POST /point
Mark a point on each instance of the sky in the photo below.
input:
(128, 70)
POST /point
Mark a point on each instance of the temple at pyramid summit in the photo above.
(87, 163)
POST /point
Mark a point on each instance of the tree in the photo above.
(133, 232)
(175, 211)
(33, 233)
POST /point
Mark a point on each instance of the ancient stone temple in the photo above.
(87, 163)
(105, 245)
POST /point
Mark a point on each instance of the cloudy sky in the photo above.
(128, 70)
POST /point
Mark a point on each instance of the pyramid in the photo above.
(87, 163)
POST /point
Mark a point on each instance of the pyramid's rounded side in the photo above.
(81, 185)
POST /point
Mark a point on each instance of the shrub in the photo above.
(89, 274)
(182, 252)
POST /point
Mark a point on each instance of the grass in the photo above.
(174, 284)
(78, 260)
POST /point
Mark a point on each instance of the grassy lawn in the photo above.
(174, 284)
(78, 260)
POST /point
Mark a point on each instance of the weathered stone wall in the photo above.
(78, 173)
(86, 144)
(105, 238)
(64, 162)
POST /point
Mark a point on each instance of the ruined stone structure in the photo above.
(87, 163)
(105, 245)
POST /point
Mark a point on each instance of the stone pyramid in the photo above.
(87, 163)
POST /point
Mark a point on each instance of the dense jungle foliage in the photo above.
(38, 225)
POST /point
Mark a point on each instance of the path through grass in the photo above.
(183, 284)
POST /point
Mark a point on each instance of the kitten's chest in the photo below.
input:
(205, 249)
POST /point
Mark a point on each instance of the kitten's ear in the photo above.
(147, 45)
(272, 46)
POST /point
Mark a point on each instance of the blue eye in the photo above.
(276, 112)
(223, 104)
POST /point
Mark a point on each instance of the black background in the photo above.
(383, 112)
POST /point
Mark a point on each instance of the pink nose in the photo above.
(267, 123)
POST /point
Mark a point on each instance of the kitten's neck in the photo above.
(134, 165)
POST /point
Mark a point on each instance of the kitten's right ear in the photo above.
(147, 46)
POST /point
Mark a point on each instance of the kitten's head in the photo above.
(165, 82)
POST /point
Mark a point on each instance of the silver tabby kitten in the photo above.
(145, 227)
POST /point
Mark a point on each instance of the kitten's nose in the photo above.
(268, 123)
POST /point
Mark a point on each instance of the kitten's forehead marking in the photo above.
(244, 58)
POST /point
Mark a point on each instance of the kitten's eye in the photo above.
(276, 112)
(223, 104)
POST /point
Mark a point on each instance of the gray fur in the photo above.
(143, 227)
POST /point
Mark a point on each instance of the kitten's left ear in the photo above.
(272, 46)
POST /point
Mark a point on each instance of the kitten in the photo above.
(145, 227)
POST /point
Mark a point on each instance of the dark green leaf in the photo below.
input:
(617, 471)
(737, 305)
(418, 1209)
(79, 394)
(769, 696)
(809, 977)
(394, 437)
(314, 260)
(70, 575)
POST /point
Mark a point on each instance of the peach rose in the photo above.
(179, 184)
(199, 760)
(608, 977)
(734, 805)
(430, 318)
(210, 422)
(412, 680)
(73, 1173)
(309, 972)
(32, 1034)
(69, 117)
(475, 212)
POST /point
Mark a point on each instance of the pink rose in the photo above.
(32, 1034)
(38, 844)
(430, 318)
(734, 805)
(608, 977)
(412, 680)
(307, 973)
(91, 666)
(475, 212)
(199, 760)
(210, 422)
════
> [Work task]: Search the entries for the word "below", then list each line that holds it.

> [Result of the task]:
Mark a point on each instance of the sky in the photo below.
Mark a point on each instance of the kitten's chest in the photo below.
Mark a point on each instance of the dark green leaf in the photo below.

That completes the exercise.